▸ **Work to complete**:
1. Answer these questions from the news article about Patrick Sawyer's ashes, one line each:
(a) How many daughters does Decontee Sawyer have?
(b) In what country did Patrick Sawyer die?
(c) On what date is the memorial service planned?
2. Transcribe the part of the news article about Patrick Sawyer's ashes starting with "A Minnesota woman" and going on through "traveled from Liberia.".
3. Write the next part of the news article about Patrick Sawyer's ashes, picking up after its final sentence.

▸ **Supplied text**:

◇ ◇ ◇ ◇

A Minnesota woman who lost her husband to Ebola is working on bringing his ashes back to the U.S.
Decontee Sawyer said Friday that she wants her husband's remains for her three daughters, so they can have a way to keep their dad near them.
"His work ... his passion for a better Liberia, kept him away from them. So this is kind of like my last gift to him in his honor, so they can at least have that," she said. "Liberia had him in life; let them at least have him in death."
Patrick Sawyer, a Liberian government official, died of Ebola on July 25 in Nigeria, days after he traveled from Liberia.
Decontee Sawyer said she has been working with U.S. Sen. Al Franken's office and staff at the U.S. Embassy in Nigeria to make the transfer possible. She hopes Patrick Sawyer's ashes are here before a Sept. 27 memorial service, in which she said she plans to remember all victims of Ebola.
News that Sawyer was working on bringing her late husband's ashes to the U.S. stirred up some concern on Facebook at first, which prompted Sawyer to try to step up her efforts to educate the public.

◇ ◇ ◇ ◇

▸ **Data**:
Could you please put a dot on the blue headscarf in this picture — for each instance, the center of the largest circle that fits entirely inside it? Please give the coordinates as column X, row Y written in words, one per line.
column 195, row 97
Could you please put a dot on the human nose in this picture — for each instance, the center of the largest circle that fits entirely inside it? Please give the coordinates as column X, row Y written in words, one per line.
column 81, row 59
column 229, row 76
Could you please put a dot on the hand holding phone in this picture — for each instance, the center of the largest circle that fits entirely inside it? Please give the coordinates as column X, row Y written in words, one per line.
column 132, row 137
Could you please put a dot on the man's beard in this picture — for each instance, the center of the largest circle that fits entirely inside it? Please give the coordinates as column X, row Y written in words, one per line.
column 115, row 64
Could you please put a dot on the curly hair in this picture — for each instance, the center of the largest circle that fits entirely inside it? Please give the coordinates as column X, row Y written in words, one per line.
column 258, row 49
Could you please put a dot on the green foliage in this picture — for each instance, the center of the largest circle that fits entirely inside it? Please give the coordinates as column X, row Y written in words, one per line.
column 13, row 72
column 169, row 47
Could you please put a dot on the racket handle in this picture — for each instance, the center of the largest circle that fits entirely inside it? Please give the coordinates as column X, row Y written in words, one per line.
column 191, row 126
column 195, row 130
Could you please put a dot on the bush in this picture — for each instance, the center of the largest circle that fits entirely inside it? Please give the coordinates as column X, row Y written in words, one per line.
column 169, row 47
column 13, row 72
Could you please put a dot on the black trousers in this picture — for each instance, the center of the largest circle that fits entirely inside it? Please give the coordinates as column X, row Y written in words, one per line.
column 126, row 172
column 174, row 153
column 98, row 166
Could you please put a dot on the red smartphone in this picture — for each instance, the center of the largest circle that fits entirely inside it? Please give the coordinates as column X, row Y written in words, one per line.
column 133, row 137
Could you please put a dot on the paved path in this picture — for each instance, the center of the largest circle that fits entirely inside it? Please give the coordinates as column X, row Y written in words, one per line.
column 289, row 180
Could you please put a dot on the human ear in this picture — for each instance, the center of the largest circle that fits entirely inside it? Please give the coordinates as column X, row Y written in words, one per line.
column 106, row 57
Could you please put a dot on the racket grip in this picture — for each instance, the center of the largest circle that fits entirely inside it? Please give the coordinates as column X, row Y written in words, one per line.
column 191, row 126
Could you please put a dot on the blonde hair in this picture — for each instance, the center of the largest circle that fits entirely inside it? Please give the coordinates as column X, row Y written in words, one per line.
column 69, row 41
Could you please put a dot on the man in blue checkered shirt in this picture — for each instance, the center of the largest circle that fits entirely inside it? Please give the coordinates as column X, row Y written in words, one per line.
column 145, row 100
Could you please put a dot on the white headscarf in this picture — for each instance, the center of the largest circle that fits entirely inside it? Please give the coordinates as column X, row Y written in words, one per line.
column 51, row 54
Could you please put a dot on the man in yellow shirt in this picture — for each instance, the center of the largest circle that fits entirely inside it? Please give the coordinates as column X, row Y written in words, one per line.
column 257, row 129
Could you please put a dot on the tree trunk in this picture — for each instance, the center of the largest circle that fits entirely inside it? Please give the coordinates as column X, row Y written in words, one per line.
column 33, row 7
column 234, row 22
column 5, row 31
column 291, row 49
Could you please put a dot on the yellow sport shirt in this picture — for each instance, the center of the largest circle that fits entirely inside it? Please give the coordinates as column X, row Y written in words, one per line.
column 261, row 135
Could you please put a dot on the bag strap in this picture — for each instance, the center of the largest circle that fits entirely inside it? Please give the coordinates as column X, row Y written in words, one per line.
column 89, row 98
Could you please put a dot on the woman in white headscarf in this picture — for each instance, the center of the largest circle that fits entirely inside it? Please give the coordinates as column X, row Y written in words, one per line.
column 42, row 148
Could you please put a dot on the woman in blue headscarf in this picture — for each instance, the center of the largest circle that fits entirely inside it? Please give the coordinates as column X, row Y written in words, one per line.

◇ ◇ ◇ ◇

▸ **Responses to the exercise**:
1.
(a) Three.
(b) Nigeria.
(c) Sept. 27.

2.
A Minnesota woman who lost her husband to Ebola is working on bringing his ashes back to the U.S.
Decontee Sawyer said Friday that she wants her husband's remains for her three daughters, so they can have a way to keep their dad near them.
"His work ... his passion for a better Liberia, kept him away from them. So this is kind of like my last gift to him in his honor, so they can at least have that," she said. "Liberia had him in life; let them at least have him in death."
Patrick Sawyer, a Liberian government official, died of Ebola on July 25 in Nigeria, days after he traveled from Liberia.

3.
"I'm sure there is still some fear, and I get it," she said. "Let's educate ourselves a bit more."
According to information on the website for the U.S. Centers for Disease Control, the remains of a person who dies of a quarantinable communicable disease may be authorized for entry into the U.S. if they are cremated or properly embalmed and placed in a hermetically sealed casket.
Franken released a statement saying: "This is a tragic loss not just for the Sawyer family, but for Minnesota's Liberian community. We need to get Patrick's remains home to his family, and I've directed my staff to work with Mrs. Sawyer to get this resolved as quickly as possible."
The disease is transmitted only through contact with bodily fluids such as saliva, blood, vomit, sweat or feces.